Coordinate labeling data
|---|
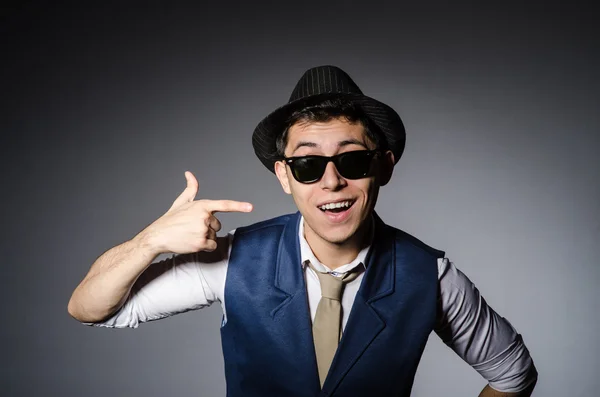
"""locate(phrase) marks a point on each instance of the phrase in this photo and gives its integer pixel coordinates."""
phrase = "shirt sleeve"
(174, 285)
(479, 335)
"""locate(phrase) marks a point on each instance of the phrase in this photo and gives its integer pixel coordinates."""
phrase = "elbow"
(79, 312)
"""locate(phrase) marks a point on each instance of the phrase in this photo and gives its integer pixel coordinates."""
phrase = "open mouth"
(338, 207)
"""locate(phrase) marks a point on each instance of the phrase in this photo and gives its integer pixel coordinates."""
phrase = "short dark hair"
(327, 110)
|---|
- What the task requires -
Set down every one of the entries above word for word, leaving out the pictures.

- Exercise solution -
"""locate(phrase) marks a point on each instance of the phrase in this photo and gives its integer pixel coordinates."""
phrase = "shirt sleeve"
(174, 285)
(479, 335)
"""locate(phrase) marks a point on each instance of the phrase in this photo and gives its integer pixel coordinates."""
phrase = "elbow"
(79, 312)
"""locate(phrase) marks a point on each instance of the phrase in this photo and gives its integer pixel coordinates."""
phrase = "open mouth"
(338, 207)
"""locate(phrase) marks a point on each instance of the phrase in this photo and gives its integer pixel coordinates."""
phrase = "short dark hair"
(327, 110)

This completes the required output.